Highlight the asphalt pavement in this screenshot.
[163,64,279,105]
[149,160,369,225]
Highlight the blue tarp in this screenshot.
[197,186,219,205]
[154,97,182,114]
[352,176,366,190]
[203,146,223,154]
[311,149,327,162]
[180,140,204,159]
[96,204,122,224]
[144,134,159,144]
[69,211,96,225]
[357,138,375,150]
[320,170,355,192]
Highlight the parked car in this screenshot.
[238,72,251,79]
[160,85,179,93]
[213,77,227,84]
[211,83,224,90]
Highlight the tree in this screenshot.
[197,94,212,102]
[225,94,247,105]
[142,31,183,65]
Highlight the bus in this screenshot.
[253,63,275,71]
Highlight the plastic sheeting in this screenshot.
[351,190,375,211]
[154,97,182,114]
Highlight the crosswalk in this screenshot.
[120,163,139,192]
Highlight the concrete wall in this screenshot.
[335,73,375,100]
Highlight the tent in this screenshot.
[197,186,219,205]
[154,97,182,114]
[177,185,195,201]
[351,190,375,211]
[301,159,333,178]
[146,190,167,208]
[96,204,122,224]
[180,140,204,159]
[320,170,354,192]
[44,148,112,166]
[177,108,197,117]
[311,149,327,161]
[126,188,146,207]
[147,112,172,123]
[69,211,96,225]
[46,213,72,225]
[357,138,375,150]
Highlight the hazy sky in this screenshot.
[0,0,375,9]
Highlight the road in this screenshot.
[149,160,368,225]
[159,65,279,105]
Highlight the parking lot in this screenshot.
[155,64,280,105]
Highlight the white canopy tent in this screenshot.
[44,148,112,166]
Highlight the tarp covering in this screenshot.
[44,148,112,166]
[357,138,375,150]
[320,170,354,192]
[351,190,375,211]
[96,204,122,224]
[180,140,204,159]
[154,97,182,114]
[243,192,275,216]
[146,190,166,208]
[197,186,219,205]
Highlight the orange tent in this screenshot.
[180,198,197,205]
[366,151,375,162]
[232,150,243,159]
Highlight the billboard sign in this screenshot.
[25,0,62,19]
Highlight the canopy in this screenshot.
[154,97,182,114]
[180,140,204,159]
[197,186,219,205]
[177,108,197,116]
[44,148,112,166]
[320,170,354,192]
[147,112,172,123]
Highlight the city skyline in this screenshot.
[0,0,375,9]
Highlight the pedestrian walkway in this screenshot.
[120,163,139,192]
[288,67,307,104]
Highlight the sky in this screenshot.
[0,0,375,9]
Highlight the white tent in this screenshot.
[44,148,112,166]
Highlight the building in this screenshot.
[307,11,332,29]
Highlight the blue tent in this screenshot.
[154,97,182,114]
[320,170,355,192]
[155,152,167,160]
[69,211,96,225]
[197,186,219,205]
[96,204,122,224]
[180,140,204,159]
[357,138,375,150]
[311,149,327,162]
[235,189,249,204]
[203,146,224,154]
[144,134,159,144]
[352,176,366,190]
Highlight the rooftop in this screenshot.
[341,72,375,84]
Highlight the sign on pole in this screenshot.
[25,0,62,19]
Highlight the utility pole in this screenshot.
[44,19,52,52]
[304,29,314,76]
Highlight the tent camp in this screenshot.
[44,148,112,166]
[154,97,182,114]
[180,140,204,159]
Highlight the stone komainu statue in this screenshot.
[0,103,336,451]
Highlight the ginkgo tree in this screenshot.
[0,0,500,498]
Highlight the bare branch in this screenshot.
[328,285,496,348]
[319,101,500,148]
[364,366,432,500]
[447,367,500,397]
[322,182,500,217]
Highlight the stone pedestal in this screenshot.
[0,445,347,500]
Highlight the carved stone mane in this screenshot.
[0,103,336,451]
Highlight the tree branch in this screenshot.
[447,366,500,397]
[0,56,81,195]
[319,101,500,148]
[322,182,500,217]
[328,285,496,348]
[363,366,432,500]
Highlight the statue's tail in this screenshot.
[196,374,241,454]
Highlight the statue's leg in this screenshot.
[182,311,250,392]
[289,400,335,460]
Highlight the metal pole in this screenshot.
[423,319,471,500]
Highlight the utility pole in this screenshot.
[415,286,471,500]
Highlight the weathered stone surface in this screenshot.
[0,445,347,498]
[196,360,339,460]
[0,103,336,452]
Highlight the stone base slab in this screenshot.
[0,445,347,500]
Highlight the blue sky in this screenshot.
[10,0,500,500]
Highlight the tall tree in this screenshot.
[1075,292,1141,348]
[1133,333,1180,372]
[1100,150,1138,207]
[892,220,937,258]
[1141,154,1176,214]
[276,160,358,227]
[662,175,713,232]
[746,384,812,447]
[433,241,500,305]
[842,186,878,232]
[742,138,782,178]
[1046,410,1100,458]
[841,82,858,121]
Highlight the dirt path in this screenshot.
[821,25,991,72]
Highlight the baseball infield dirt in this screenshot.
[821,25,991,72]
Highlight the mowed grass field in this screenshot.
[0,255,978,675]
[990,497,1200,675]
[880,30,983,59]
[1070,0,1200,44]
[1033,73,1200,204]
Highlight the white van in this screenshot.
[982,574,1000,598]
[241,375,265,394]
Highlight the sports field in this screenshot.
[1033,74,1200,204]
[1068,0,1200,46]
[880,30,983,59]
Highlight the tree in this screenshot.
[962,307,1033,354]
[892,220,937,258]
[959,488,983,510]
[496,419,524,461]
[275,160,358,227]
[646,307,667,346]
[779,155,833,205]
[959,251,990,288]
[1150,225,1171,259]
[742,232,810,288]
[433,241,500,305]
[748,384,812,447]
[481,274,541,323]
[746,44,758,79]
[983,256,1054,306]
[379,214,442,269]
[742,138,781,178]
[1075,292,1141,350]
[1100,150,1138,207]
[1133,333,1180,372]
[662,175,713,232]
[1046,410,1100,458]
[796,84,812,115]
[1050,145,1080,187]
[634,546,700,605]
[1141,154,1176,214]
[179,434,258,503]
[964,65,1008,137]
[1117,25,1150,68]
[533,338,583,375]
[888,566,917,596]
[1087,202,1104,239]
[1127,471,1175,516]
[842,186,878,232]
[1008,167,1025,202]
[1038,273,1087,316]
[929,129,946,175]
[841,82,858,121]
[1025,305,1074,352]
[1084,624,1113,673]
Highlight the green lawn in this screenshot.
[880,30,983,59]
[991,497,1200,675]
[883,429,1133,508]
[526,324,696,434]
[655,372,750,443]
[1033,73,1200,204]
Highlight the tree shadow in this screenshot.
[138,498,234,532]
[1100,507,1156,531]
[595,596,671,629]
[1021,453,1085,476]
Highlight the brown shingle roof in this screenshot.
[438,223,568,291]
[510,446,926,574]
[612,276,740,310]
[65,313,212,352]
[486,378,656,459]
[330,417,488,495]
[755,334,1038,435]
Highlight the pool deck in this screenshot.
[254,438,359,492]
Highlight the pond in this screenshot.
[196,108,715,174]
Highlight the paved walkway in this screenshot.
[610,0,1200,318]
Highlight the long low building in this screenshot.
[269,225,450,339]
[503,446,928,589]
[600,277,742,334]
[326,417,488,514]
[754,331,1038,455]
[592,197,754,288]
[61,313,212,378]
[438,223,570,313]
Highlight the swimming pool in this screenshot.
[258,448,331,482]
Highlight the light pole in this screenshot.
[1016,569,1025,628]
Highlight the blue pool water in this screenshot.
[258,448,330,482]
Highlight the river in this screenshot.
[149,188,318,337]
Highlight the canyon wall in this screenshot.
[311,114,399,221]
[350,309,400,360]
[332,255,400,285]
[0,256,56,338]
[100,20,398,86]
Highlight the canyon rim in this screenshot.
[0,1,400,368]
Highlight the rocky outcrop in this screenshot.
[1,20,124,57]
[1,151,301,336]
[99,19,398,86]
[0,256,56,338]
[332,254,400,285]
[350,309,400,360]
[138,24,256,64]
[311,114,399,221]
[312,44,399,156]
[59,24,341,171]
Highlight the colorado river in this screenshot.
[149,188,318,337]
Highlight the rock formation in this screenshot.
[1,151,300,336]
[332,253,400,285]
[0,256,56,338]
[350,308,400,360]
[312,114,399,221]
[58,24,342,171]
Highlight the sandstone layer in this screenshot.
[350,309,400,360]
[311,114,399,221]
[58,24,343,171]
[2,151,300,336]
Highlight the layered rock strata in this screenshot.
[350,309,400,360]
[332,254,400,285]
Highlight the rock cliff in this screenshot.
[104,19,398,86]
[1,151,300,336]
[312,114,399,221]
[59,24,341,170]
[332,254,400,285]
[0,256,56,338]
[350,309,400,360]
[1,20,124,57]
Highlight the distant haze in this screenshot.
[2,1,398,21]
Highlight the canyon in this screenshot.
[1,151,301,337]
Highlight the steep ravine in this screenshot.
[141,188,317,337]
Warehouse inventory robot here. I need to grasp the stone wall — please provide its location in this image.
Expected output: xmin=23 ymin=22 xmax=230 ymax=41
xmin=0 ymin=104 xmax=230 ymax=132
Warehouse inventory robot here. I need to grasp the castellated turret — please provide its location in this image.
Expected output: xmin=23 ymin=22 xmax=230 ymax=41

> [Stated goal]
Extract every line of the records that contains the string "tree". Case counts.

> [Output below]
Highlight the tree in this screenshot.
Highlight the ginkgo tree in this screenshot.
Highlight the tree branch in this screenshot.
Highlight the tall tree in this screenshot.
Highlight the tree in this screenshot.
Highlight the tree shadow in this screenshot.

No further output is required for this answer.